Data to use:
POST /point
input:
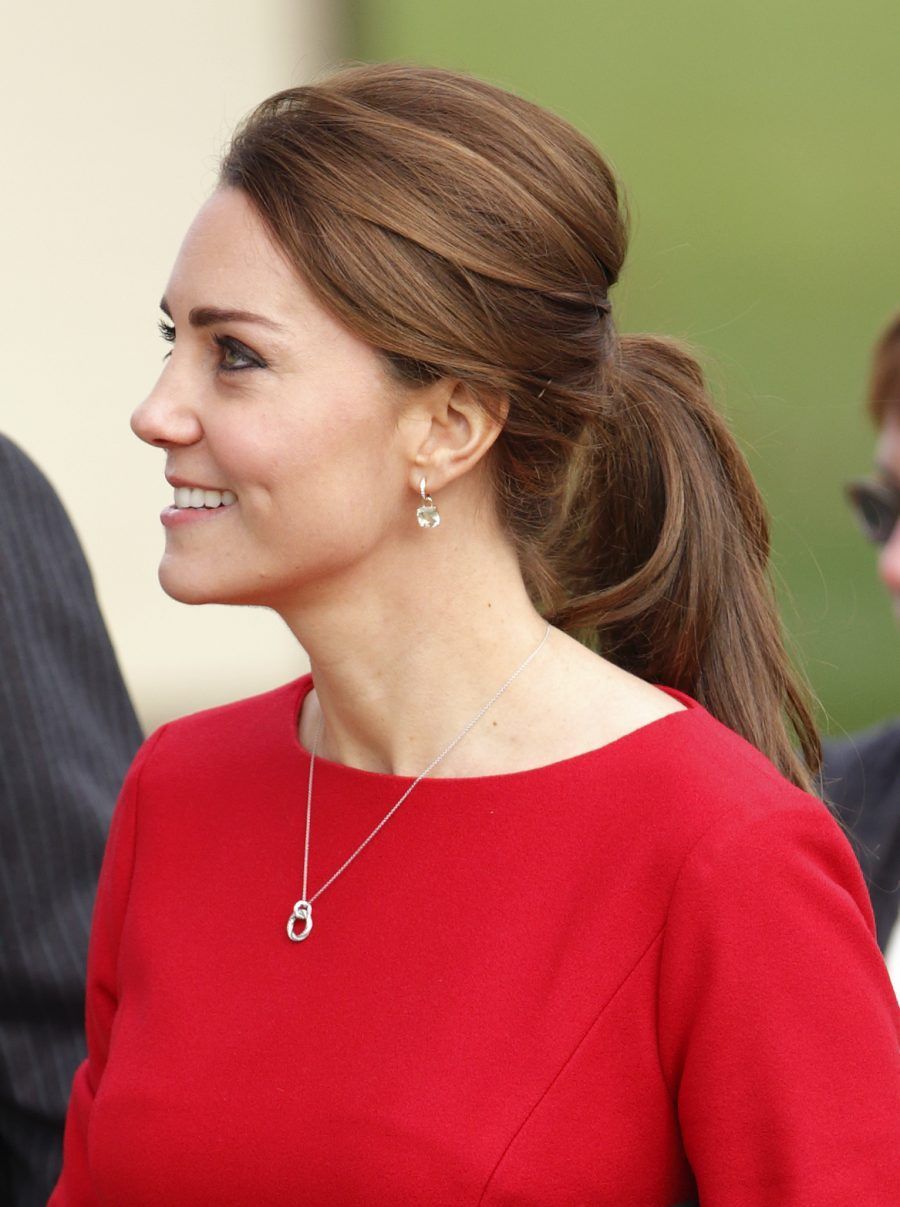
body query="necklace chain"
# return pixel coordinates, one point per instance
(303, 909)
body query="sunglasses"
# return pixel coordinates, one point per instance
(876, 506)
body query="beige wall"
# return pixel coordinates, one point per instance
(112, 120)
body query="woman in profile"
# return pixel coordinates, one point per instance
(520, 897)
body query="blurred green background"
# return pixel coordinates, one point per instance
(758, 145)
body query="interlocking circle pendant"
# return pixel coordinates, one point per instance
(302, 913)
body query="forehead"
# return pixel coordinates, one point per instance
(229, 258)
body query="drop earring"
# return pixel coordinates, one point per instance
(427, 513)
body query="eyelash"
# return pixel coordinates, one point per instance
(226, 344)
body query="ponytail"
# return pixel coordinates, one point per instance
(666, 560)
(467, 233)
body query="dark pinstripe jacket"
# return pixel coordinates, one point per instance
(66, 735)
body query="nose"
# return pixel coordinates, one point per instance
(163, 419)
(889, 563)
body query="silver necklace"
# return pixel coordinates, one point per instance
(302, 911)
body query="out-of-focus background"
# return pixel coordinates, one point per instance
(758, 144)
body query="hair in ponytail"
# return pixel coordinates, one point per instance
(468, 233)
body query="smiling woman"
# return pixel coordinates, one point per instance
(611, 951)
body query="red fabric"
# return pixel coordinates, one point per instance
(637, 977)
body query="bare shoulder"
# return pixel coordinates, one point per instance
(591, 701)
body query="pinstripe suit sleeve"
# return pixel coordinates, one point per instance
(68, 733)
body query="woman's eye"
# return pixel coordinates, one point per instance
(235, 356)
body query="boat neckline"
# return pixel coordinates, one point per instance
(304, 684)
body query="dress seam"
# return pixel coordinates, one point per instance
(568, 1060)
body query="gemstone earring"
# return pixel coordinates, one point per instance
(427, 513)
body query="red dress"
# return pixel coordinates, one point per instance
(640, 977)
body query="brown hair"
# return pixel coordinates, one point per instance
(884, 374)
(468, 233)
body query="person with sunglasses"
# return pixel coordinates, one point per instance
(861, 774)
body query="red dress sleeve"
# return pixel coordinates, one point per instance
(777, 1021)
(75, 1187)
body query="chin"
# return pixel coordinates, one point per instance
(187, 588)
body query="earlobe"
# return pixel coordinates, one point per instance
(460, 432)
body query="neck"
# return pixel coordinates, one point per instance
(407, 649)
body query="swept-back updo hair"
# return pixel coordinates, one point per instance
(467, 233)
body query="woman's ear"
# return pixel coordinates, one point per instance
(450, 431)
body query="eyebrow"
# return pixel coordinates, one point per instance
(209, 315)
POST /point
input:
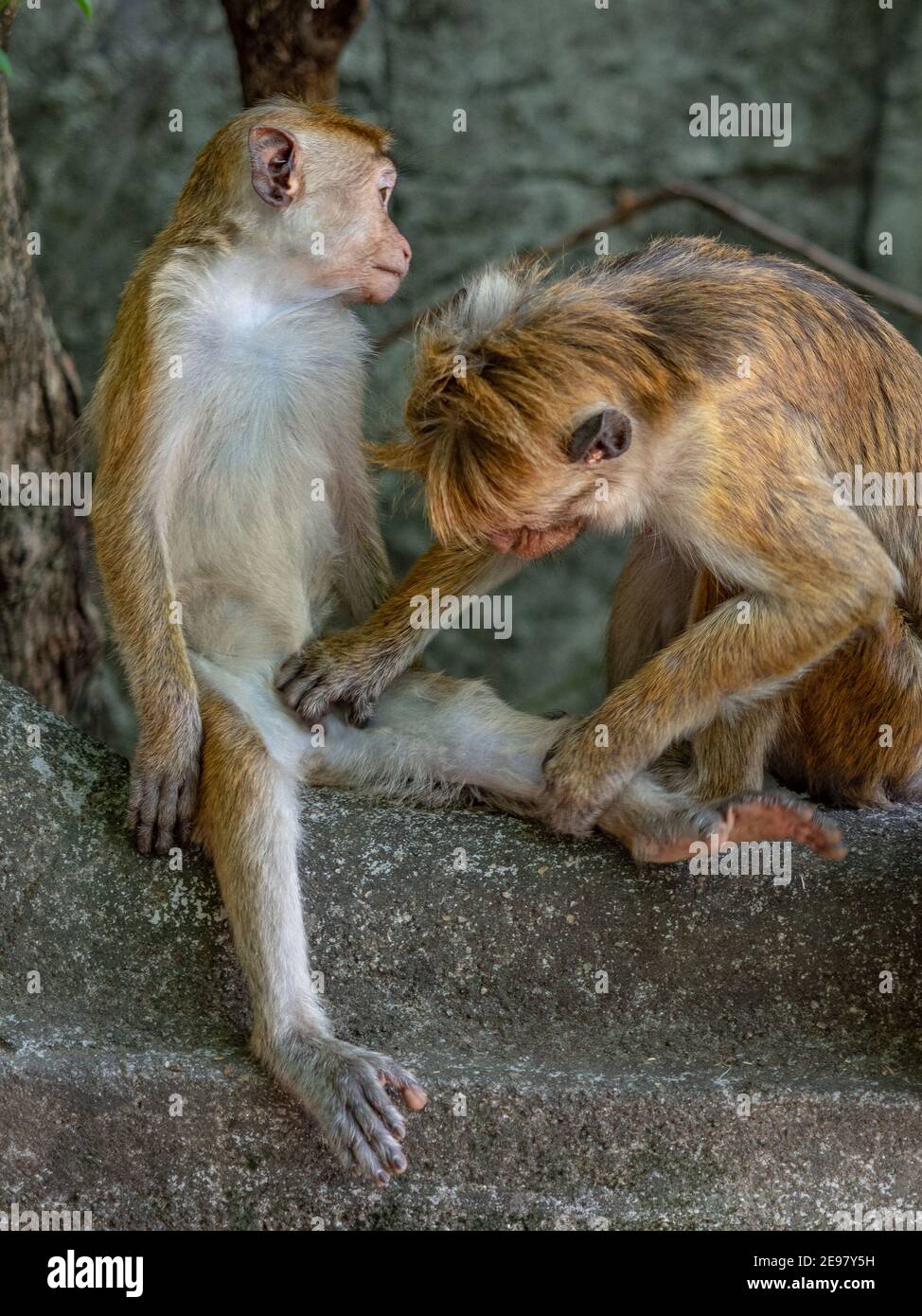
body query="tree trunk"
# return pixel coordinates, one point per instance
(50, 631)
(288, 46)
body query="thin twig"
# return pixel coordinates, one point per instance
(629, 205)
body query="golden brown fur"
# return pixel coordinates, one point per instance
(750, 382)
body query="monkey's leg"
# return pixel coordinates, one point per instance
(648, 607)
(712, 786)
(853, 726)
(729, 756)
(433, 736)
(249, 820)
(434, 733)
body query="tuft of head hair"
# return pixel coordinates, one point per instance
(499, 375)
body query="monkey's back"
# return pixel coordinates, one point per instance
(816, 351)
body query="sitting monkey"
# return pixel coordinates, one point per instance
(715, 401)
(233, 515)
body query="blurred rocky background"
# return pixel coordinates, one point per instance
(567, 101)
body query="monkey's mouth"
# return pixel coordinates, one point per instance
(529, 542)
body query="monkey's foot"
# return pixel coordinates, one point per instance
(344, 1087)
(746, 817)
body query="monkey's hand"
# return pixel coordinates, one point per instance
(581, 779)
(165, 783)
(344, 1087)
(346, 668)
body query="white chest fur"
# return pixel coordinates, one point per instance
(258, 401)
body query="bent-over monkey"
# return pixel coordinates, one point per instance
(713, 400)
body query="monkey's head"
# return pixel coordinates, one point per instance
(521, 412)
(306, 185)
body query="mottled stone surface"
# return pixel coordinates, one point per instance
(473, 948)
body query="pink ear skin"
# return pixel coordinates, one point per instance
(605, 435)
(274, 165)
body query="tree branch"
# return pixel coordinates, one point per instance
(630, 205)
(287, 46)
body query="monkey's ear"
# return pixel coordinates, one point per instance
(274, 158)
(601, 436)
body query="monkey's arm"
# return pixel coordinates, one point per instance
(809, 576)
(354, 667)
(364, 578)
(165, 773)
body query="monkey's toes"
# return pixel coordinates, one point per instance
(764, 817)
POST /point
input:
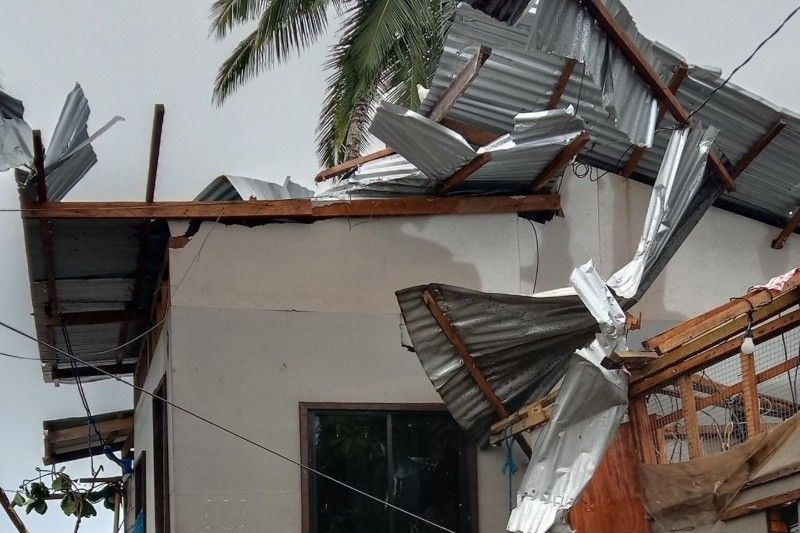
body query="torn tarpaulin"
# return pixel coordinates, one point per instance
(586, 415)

Required action:
Go through the entries above and count the lines containing "monkey". Give the number only.

Result:
11